SÉRIE DE CONSIGNES:
• a. Répondez à ces questions à l’aide du texte sur l’exposition Cadrer la nature, ci-dessous :
(i) Jusqu’à quelle date l’exposition est-elle présentée sur le site Web ?
(ii) Quel territoire les artistes étaient-elles invitées à investir ?
(iii) Quel thème revient d’œuvre en œuvre ?
• b. Poursuivez le texte sur l’exposition Cadrer la nature, ci-dessous, à partir de sa dernière phrase.

══ EXTRAIT DU DOCUMENT ══

L’exposition Cadrer la nature, présentée sur le site Web du Centre d’exposition de l’Université de Montréal jusqu’au 8 juillet, propose une déambulation virtuelle au cœur de la nature urbaine. Commissariée par Catherine Barnabé, l’exposition soulève les sensibilités du paysage en mettant en dialogue des artistes actuelles et des œuvres de la Collection d’œuvres d’art de l’Université de Montréal. Les artistes, toutes des femmes, étaient invitées à investir un territoire spécifique, le Mont-Royal, tout en s’inspirant d’une œuvre de la collection.
Par la progression unidirectionnelle de la page Web sur laquelle l’exposition est présentée, le parcours prédéterminé par la commissaire se fait sentir. En plus d’imiter le déplacement engendré par une exposition physique, malgré son contexte virtuel, la succession rythmée des œuvres fait écho au thème de la déambulation qui revient d’œuvre en œuvre. À travers un dialogue anachronique entre les images numériques et les œuvres de la collection, qui suivent les codes plus traditionnels du paysage, la commissaire met en lumière les multiples possibilités poétiques suscitées par la nature. La spécificité virtuelle de cette exposition souligne le paradoxe entre l’expérience physique de la nature et l’expérience virtuelle qu’on en fait à travers sa présentation en ligne.

═══
══ DONNÉES AFFICHÉES ══

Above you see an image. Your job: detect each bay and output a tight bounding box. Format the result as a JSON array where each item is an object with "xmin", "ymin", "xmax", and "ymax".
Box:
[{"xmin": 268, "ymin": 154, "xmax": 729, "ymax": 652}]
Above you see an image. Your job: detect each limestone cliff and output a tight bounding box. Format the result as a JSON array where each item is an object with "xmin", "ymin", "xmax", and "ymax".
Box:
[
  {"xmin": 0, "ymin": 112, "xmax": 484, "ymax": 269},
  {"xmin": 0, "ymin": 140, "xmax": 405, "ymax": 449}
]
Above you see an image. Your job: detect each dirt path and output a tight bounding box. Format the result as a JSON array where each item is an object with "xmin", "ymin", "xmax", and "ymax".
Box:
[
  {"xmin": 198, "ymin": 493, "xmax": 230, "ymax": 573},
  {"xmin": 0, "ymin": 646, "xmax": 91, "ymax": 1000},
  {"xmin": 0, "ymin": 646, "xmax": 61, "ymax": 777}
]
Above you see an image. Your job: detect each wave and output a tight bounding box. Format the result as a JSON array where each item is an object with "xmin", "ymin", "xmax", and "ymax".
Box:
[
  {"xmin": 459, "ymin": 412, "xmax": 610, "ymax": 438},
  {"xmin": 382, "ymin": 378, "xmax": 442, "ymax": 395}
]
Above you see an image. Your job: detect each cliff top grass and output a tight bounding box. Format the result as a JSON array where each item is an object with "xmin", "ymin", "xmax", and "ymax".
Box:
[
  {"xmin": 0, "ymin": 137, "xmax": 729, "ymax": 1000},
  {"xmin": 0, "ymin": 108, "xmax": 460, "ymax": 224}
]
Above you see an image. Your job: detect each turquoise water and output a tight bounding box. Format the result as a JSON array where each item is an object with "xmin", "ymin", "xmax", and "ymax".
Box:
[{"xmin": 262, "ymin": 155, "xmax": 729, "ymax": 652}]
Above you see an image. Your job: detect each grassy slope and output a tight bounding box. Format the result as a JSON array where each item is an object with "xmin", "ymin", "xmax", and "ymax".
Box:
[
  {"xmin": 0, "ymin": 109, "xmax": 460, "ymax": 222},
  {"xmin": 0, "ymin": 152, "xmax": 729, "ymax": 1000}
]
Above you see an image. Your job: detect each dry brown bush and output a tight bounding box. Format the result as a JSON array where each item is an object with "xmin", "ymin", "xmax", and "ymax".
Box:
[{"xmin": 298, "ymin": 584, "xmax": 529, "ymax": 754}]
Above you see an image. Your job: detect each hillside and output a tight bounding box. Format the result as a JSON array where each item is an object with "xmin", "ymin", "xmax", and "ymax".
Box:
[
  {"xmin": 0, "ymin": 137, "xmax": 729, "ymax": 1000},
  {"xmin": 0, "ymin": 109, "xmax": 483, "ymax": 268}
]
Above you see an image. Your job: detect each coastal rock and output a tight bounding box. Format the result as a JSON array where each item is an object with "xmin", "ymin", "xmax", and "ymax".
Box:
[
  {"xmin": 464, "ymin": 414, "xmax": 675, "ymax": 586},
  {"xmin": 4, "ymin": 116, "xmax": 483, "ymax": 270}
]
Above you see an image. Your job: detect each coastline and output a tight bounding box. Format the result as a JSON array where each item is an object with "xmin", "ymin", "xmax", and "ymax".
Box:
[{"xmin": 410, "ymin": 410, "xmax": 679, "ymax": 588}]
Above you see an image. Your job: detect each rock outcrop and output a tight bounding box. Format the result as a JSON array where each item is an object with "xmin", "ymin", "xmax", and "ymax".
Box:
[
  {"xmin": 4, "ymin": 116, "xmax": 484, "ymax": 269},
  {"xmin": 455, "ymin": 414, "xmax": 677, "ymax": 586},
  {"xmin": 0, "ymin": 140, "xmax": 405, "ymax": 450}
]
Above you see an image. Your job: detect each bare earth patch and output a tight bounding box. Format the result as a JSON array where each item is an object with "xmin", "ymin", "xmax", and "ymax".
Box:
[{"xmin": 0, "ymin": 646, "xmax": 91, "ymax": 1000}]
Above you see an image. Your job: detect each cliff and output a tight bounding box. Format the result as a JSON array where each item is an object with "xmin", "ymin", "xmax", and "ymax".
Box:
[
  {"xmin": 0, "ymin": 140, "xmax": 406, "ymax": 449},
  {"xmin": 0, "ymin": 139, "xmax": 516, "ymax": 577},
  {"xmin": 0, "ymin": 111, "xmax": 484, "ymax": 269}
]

═══

RÉPONSES ATTENDUES:
• a.
(i) Jusqu’au 8 juillet.
(ii) Le Mont-Royal.
(iii) La déambulation.

• b.
L’œuvre À l’imprévu des forêts d’Ariane Plante illustre bien cette représentation numérique de la promenade. Sur la page Web, des photographies de dimensions variées habitent l’espace d’une manière libre, presque aléatoire. L’affichage, loin de la grille traditionnelle, évoque l’intimité d’un journal ou d’un blogue personnel. Les photographies, qui alternent entre couleur et noir et blanc, plan rapproché et plan plus éloigné, image au point et flou induit par le mouvement, sont présentées avec des enregistrements sonores de la forêt. Le jumelage d’un paysage sonore très vivant – on y entend des oiseaux, des insectes, des voix humaines – aux images fixes crée une brillante tension entre l’image arrêtée, immuable, et la mouvance organique du réel. La juxtaposition du son sur le contenu visuel construit une fenêtre additionnelle donnant sur le moment vécu par l’artiste, une brèche dans le virtuel. Par le déroulement de la page qui suit une progression dans le paysage représenté, l’auditoire déambule avec l’artiste. À l’imprévu des forêts propose une lecture sensible et méditative de la flânerie en forêt, lieu aux vies multiples.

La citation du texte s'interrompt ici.